#### Extracted text
I'll keep it brief to 2 questions. First one, could you just comment on the trends that you have seen in maybe October? Should we extrapolate what you have been talking about on the September month into October? That's my first question. And second of all, could you also maybe comment on what is missing today for you to come back to any kind of update on the potential demerger of Wickes? And also, when do you expect to update the market on your dividend policy?
Alan, do you want to tackle the first one? And I'll come on the second one.
Sure. So Yves, on the trends in October. So clearly we're only 3 weeks into October at this stage. And we are seeing more lockdown measures, but when you look by end market and also by each of the reporting segments, the trends that we're seeing so far are following what we saw in Q3.
And Yves, just on your second point, I would refer you back. I won't read through it, but I would refer you back to the position we made clear just 6 weeks ago regarding Wickes and the dividend, 2 topics that obviously remain front of mind for the leadership team and the Board. But as we said there and as Alan just said, as we face into changing conditions on the ground and as we face into what we continue to think will be a long and uncertain winter, then we will make the appropriate statements at the right time regarding both of those issues.
The next question we have comes from Priyal Woolf of Jefferies.
I've just got a few, to keep it brief. So firstly, in terms of merchanting like-for-like, I just wondered if you could split it between what's going on in the general merchants, so TP, versus some of the specialist businesses. I'm just trying to work out if some of those smaller trade-focused businesses are back to growth now as well. And then the second question is you've obviously said there's no appreciable impacts from price inflation. Can you give a little bit more color there or that pockets of price pressure coming through either in terms of more competition or cost inflation as well?
Priyal, Alan. Nick, maybe I'll take those two, yes. So on the breakdown of the merchanting like-for-like, I think it's instructive to look at the end markets rather than any individual business units, and that helps you understand the position overall. So as we put in the statement, the strength we're seeing is more in the RMI side. And new housebuilding and larger construction projects, in particular in commercial, are still lagging. So I think that helps you understand the underlying trends. The general merchant business is heavily indexed towards RMI. Our plumbing & heating business also has a -- significant exposures to the RMI side, so that's helping the trends there. I'd say, on the weaker side, given the new housebuilding and commercial projects lagging, you'll naturally see Keyline and CCF, but it's entirely a reflection at this stage of their end markets. And on your second question, the pricing environment overall at this stage is relatively benign. We'll have to see what impact Brexit may have on currency-related elements, but it's -- at this stage, it's relatively stable. As you'll see, when it comes to underlying materials and commodity inflation, we've seen some increases coming back into the timber markets, but the rest of the environment at this stage overall is relatively benign as a -- from a commodity point of view.
The next question we have from the phone line comes from Aynsley Lammin from Canaccord.
I'll stick to 2 as well actually. Just firstly, I wondered if you could comment on kind of product availability. Given the surge you've seen in some of the areas, are you having any issues kind of meeting demand in any product lines? And has that been a constraint in any way across the businesses? And secondly, just on the net debt guidance you gave at the half year, I assume that hasn't changed, may be a little bit better given the kind of upgrade in group EBIT.

#### Exercise requirements
#1 Translate this sentence from the transcript into Spanish: "The next question we have comes from Priyal Woolf of Jefferies."
#2 List every person the transcript mentions by name.
#3 Please revise the transcript by writing out everything from "I've just got" down to "inflation as well?" with "specialist businesses" changed to "niche businesses".

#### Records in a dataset
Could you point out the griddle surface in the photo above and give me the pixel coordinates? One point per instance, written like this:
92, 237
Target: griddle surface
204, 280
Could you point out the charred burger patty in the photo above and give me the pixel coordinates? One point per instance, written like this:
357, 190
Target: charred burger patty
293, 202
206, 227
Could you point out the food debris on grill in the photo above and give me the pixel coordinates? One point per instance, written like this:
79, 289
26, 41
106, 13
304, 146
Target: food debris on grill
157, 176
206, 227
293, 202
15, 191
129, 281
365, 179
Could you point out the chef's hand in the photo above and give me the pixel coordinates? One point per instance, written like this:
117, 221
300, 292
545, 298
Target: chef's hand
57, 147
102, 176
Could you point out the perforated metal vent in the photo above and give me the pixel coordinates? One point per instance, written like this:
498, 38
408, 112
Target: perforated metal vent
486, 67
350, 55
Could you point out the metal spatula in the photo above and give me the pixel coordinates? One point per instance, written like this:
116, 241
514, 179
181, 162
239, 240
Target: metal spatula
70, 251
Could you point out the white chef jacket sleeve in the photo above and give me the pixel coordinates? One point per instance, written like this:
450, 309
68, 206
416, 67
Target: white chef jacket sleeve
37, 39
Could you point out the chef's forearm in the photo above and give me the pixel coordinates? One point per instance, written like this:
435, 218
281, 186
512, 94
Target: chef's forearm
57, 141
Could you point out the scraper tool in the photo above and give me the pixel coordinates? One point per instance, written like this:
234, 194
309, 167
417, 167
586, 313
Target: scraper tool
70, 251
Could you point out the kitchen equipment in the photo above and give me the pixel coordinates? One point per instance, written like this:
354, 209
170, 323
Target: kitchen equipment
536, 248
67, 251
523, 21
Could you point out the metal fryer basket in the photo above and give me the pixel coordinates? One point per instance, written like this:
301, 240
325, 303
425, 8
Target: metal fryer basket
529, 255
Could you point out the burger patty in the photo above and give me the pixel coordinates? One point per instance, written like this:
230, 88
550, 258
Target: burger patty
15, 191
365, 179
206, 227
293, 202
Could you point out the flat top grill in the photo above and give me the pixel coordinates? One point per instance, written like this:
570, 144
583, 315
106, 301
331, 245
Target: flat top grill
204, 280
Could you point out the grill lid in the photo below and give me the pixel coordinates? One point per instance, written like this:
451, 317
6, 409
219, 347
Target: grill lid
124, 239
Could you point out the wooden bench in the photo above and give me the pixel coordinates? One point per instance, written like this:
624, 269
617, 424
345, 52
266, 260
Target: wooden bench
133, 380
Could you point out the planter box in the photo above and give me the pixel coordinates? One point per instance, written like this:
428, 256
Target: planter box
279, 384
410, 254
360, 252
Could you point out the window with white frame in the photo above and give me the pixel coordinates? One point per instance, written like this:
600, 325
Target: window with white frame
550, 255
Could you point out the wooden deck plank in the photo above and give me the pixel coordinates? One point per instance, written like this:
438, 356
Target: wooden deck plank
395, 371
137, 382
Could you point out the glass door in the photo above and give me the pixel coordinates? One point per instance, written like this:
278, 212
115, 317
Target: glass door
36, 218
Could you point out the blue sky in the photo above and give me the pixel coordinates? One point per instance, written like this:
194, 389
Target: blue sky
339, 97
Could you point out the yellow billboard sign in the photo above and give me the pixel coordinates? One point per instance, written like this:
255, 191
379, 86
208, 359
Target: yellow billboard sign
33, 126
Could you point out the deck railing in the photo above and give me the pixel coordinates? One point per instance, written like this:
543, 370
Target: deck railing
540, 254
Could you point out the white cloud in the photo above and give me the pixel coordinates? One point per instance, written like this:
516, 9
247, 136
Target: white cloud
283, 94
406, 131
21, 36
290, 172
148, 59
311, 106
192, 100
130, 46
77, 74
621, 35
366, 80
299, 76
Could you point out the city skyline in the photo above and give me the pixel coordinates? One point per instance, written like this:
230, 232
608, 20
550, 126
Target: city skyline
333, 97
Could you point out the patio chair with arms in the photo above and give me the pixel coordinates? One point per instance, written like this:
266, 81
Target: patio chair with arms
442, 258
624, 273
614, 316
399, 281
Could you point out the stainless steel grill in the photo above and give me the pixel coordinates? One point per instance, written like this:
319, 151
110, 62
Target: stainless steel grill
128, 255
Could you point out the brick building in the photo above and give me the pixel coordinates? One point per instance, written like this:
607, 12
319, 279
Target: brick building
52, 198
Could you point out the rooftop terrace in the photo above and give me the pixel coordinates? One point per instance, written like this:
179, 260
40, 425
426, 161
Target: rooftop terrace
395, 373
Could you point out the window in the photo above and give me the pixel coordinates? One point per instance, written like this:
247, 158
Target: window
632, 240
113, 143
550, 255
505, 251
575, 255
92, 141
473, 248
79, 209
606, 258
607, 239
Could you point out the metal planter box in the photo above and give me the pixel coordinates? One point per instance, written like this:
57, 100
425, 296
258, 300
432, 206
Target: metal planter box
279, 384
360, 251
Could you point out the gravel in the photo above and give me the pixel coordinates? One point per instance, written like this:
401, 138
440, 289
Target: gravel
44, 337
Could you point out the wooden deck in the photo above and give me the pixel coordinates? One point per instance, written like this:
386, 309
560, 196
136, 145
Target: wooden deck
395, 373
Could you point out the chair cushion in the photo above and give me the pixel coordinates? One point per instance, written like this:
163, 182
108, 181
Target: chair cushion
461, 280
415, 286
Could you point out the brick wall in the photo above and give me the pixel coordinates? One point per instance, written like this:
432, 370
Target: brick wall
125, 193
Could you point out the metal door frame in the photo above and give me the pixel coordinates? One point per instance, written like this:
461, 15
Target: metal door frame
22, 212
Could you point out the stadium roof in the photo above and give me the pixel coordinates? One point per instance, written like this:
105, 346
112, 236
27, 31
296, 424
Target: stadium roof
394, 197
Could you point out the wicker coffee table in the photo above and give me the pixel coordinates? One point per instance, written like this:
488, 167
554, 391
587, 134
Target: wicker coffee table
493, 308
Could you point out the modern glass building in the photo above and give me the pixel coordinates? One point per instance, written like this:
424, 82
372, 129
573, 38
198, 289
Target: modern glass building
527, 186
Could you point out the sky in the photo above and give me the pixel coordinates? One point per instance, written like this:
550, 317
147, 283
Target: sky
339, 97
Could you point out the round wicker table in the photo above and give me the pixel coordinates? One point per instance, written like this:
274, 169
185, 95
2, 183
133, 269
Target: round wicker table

#### List of solutions
#1 La siguiente pregunta que tenemos viene de Priyal Woolf, de Jefferies.

#2 Yves, Alan, Priyal Woolf, Nick, Aynsley Lammin

#3
I've just got a few, to keep it brief. So firstly, in terms of merchanting like-for-like, I just wondered if you could split it between what's going on in the general merchants, so TP, versus some of the niche businesses. I'm just trying to work out if some of those smaller trade-focused businesses are back to growth now as well. And then the second question is you've obviously said there's no appreciable impacts from price inflation. Can you give a little bit more color there or that pockets of price pressure coming through either in terms of more competition or cost inflation as well?